>> Start Stored rows
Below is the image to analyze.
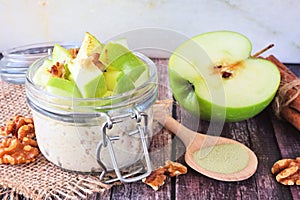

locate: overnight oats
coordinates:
[25,33,157,182]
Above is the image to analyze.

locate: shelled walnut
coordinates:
[271,157,300,185]
[142,160,187,191]
[0,115,39,165]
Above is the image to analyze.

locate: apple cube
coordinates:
[77,32,103,59]
[104,71,135,95]
[46,76,81,98]
[100,42,147,82]
[68,58,107,98]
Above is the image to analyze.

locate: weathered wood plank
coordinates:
[176,104,292,200]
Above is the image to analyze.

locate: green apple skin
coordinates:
[99,42,147,82]
[46,76,82,98]
[169,31,280,122]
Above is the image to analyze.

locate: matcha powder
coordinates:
[193,144,249,174]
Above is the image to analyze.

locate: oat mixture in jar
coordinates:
[25,53,157,183]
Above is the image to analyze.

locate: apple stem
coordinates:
[251,44,274,58]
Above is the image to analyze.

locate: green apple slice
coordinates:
[68,58,107,98]
[104,71,135,95]
[46,76,81,98]
[169,31,280,121]
[52,44,72,64]
[76,32,103,59]
[99,42,147,82]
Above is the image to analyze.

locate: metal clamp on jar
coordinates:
[25,53,157,182]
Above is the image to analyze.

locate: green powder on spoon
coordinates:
[193,144,249,174]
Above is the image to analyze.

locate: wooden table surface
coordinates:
[91,60,300,200]
[0,59,300,200]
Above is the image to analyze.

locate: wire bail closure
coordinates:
[96,109,152,183]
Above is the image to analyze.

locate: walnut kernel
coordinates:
[271,157,300,185]
[0,115,39,165]
[142,160,187,191]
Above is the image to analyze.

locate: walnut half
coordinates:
[0,115,39,165]
[142,160,187,191]
[271,157,300,185]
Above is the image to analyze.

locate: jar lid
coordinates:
[0,42,79,84]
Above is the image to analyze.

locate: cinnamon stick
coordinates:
[266,55,300,131]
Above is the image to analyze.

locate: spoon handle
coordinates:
[158,115,197,147]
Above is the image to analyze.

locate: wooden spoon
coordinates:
[157,116,258,181]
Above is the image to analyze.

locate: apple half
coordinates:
[169,31,280,122]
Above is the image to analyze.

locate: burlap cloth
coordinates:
[0,79,171,199]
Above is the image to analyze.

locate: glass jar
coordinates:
[25,53,157,182]
[0,42,78,84]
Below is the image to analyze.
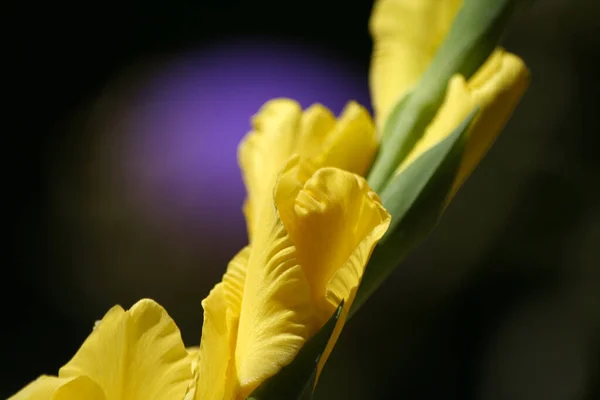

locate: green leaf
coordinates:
[248,301,344,400]
[349,108,478,318]
[368,0,523,193]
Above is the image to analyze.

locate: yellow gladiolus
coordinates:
[370,0,529,195]
[188,99,390,400]
[238,99,378,241]
[9,300,195,400]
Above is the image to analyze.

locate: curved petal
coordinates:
[59,299,192,400]
[275,163,391,373]
[191,246,250,400]
[8,375,105,400]
[238,99,302,240]
[312,101,378,176]
[192,283,239,400]
[397,49,529,201]
[238,99,377,242]
[370,0,462,129]
[235,198,314,398]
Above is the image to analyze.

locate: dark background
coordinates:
[5,0,600,400]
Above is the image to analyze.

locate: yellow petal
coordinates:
[448,49,530,200]
[312,101,378,176]
[9,375,105,400]
[238,99,302,240]
[235,195,314,398]
[192,247,250,400]
[397,49,529,201]
[238,99,377,242]
[370,0,462,129]
[190,283,239,400]
[276,162,391,373]
[59,299,192,400]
>> End Stored rows
* **Task instructions**
Pull out every line of the material above that contains the string "walnut", matching case exactly.

* **Output below**
locate: shelled walnut
locate: walnut kernel
locate: walnut half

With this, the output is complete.